── TEXT PASSAGE

Monday, August 1, 2011

Limpin' Along


Our pastor said, during his sermon today, that you should "never trust a person who doesn't walk with a limp." He went on to explain that times of crisis and struggle can lead people to closely examine themselves and their God in ways that times of ease and plenty cannot. The result of this weakness and suffering is a limp, perhaps not a physical one, but a limp of the spirit -- an obvious sign of suffering and persevering.

It's the whole theory of breaking bones... Where the bone breaks is often the place where it heals even stronger than the rest of the bone. This theory is true for us as well; we are often driven to our knees before we are able to rise stronger, wiser, and better for having suffered and struggled.



As thoughts will do, this thought tumbled into a mass of other thoughts, one of which reminded me of so many parents I know. On any given day, I will deal with all kinds of parents... Parents who cannot stand to be separated from their kids, even for just a 7-hour school day; parents who forget to pick up their kids on Wednesday nights; moms who worry about abuse and neglect to the point of distraction, dragging the rest of us along into their paranoia; and parents who don't even seem to take notice of their kids.

Parents come in all shapes and sizes, and, yet, for the most part, it seems that parents -- good and bad, but maybe all moms especially -- don't want their kids to suffer, to struggle. They hope that their children never get their hearts broken, their dreams dashed, or their beliefs challenged. They pray that life, for their kids, is easy.

────

> **WORK INSTRUCTIONS**
[1] Revise the post on limping from the passage that opens with "It's the whole" and closes with "suffered and struggled.", putting "idea" in place of "theory".
[2] Carry the post on limping forward from its final sentence.
None of the entries has any bearing on the post on limping.

── EXERCISE DATA

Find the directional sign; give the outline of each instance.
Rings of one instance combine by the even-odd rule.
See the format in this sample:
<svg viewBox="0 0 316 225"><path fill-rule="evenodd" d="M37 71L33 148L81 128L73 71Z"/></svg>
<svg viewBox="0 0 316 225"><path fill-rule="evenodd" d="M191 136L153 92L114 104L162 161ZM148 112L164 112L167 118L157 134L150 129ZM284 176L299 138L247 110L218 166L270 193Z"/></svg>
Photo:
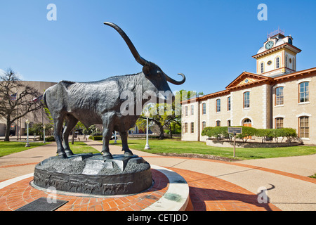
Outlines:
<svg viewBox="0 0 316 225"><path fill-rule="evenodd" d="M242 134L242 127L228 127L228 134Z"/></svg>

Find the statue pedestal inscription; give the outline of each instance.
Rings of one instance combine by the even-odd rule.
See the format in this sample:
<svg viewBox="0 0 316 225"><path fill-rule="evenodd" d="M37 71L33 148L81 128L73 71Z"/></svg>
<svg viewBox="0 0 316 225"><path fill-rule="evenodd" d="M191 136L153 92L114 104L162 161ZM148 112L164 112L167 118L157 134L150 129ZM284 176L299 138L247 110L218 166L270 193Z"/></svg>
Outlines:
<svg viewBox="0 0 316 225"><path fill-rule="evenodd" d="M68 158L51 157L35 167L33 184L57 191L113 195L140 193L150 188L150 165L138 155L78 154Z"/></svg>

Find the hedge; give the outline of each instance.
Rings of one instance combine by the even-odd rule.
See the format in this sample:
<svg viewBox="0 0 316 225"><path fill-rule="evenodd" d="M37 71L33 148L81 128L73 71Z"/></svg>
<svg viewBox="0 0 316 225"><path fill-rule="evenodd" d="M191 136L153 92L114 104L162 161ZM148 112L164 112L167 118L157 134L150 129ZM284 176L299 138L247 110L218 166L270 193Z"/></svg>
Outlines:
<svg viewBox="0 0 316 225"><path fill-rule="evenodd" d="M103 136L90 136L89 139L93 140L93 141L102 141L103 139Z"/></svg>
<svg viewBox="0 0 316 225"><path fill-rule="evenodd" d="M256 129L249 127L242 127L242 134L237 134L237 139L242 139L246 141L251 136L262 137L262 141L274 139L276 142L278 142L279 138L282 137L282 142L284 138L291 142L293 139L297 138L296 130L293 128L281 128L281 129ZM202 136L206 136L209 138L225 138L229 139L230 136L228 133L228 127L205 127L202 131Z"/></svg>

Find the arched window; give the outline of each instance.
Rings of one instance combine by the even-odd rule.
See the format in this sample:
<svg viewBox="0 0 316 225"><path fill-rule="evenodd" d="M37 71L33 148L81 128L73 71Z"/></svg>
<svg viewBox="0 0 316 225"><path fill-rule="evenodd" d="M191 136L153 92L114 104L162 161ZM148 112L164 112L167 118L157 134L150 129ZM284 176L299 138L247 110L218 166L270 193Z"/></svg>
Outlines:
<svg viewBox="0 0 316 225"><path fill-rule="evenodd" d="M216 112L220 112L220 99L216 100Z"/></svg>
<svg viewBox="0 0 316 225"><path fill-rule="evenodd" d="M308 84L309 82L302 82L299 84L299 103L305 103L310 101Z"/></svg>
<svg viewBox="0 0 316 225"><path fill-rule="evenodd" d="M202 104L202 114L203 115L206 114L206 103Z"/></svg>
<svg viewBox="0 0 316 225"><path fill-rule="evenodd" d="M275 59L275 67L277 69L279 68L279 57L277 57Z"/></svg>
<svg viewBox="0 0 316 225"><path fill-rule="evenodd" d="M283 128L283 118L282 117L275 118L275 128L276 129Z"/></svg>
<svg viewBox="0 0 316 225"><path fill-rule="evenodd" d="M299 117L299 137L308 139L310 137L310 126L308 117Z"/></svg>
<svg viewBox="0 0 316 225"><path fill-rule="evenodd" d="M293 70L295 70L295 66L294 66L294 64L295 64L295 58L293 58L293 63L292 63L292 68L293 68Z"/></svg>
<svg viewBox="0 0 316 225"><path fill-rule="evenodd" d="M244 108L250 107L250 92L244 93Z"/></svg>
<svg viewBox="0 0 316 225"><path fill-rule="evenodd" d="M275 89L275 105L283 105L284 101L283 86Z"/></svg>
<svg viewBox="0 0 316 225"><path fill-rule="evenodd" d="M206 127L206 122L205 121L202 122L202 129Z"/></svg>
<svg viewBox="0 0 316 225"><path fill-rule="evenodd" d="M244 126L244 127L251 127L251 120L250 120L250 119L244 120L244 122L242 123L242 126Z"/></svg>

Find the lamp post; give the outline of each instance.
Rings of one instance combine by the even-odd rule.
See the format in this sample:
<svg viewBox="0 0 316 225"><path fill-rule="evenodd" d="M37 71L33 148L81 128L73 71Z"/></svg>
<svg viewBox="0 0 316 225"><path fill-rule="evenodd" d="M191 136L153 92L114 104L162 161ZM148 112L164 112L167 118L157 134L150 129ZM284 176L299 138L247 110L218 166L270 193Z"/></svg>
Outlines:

────

> **ANSWERS FOR THIS EXERCISE**
[1]
It's the whole idea of breaking bones... Where the bone breaks is often the place where it heals even stronger than the rest of the bone. This idea is true for us as well; we are often driven to our knees before we are able to rise stronger, wiser, and better for having suffered and struggled.

[2]
I have to admit that I've been that mom, too. I've made teacher requests; visited classrooms; presented myself to teachers, principals and counselors on a regular basis; and talked to other moms about what are really the situations -- and symptoms -- of childhood. I have worked tirelessly to eliminate struggle and heartbreak from my boys' lives. I have. I have totally been THAT mom.

But today I got to thinking that the very things I -- and so many other parents -- are working infinitely hard to eliminate from our children's lives -- the suffering and the struggle -- those are the exact things that will make them the men and women whom we want them to be when they grow up.



I see all the time kids filled to their hairlines with entitlement. They believe they should be handed things on that proverbial silver platter -- things as easy as snacks and parts in a church musical to things as hard as popularity and eternal life. Kids, for the most part, believe that these things are as rightful to them as air.

It seems that parents like me -- THOSE parents -- may have created this sense of "It's mine!" in our kids. We have taken away their struggle, letting them believe that everything is theirs for the asking: All teachers are always great; childhood challenges don't exist; and problems with the principal are easily fixed. And then these kids grow up... They become adults. And they keep that idea of "It's mine!" They face troubles in the workforce, in relationships, and in the world at large.


So today, I began wondering if it's time for my boys to begin experiencing struggle and suffering of their own -- not front-row neglect or lack, but enough of a taste of what makes our world turn to prepare them for the rest of their lives. The good news is that I can do this now and be a safe, supportive place for them to fall when the world does indeed prove to be unfair. I can do that now so that they can face adulthood as men who are multi-dimensional, caring, delightful, empathetic, trustworthy, and just nice to be around.

Before today, I already had this notion in mind; I know I did, but I also know that, somehow today, explaining it became obvious. It became clear because I want my boys to be, well, interesting because of what they have suffered and struggled through. I want them to know deep in their bones that they can expect life to be unfair but that, above all else, they will be okay anyway.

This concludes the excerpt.